**Work item:**
Copy each line of the data that has "floor" in it.

**Records shown:**
====================

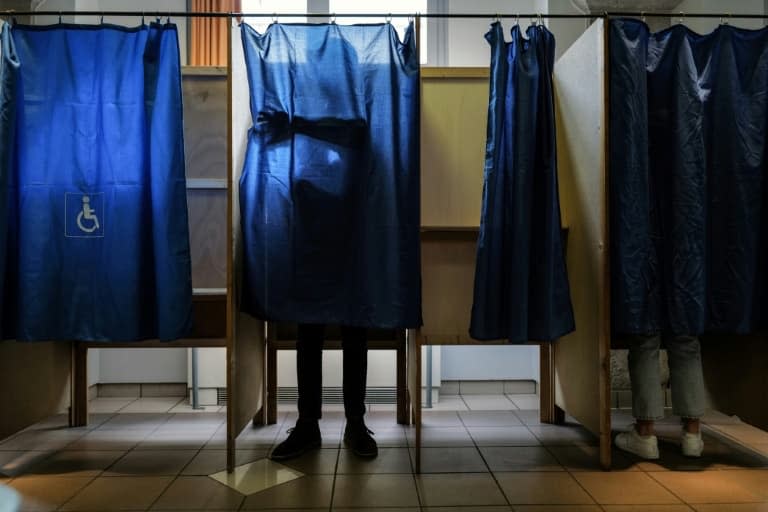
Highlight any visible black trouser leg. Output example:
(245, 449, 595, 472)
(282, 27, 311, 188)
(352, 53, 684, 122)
(297, 323, 325, 421)
(341, 326, 368, 421)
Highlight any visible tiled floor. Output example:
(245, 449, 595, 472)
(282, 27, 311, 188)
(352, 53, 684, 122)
(0, 395, 767, 511)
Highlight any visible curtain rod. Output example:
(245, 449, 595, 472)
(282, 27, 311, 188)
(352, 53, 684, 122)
(3, 11, 768, 20)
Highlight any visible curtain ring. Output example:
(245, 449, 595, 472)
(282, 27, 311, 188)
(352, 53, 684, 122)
(331, 12, 336, 24)
(678, 11, 684, 24)
(271, 12, 277, 23)
(386, 13, 392, 24)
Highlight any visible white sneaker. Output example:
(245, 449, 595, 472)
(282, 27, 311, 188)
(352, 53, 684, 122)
(681, 430, 704, 457)
(615, 427, 660, 459)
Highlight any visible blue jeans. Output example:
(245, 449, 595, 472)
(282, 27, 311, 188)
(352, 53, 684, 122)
(628, 334, 706, 421)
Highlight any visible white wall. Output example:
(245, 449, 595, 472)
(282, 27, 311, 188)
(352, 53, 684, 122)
(441, 345, 540, 381)
(99, 348, 187, 383)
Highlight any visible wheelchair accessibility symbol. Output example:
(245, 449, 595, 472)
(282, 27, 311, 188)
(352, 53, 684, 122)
(65, 192, 104, 238)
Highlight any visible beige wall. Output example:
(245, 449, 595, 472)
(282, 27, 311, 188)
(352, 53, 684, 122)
(0, 342, 71, 439)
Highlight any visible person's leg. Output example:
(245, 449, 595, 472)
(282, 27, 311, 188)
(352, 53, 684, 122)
(615, 334, 664, 459)
(341, 326, 367, 421)
(271, 323, 324, 460)
(297, 323, 325, 421)
(666, 334, 706, 456)
(341, 326, 377, 457)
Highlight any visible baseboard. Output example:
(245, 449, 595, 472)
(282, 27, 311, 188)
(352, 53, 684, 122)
(96, 383, 188, 399)
(440, 379, 537, 395)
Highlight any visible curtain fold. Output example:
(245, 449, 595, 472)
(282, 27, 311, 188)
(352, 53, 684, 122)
(0, 22, 20, 339)
(610, 18, 768, 335)
(191, 0, 240, 66)
(3, 23, 192, 341)
(238, 22, 422, 329)
(470, 22, 575, 343)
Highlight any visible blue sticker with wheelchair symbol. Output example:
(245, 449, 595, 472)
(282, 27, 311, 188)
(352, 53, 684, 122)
(65, 192, 104, 238)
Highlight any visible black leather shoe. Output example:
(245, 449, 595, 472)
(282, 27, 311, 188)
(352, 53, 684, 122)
(270, 419, 321, 461)
(344, 420, 378, 458)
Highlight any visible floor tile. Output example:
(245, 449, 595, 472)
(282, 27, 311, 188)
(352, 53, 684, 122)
(119, 398, 184, 414)
(418, 447, 488, 473)
(337, 448, 412, 474)
(0, 452, 53, 478)
(150, 476, 245, 510)
(358, 411, 402, 429)
(462, 395, 516, 411)
(573, 472, 681, 505)
(511, 507, 602, 512)
(514, 410, 544, 426)
(479, 446, 563, 472)
(161, 413, 226, 430)
(636, 439, 768, 472)
(277, 448, 338, 475)
(97, 413, 172, 431)
(25, 451, 125, 478)
(467, 426, 541, 446)
(421, 411, 464, 428)
(10, 476, 93, 512)
(602, 506, 695, 512)
(88, 398, 135, 414)
(241, 475, 334, 509)
(423, 508, 512, 512)
(722, 469, 768, 499)
(458, 411, 523, 427)
(548, 445, 640, 472)
(367, 427, 408, 447)
(413, 427, 475, 447)
(694, 505, 768, 512)
(416, 473, 507, 507)
(649, 470, 766, 504)
(59, 476, 173, 510)
(135, 430, 216, 450)
(64, 430, 149, 451)
(494, 472, 594, 505)
(168, 402, 224, 414)
(425, 396, 469, 411)
(332, 474, 420, 508)
(0, 431, 85, 452)
(508, 394, 540, 410)
(181, 449, 268, 476)
(527, 425, 598, 446)
(103, 450, 196, 476)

====================

**Exercise response:**
Highlight any visible tiled floor. Output example:
Highlight any visible floor tile. Output example:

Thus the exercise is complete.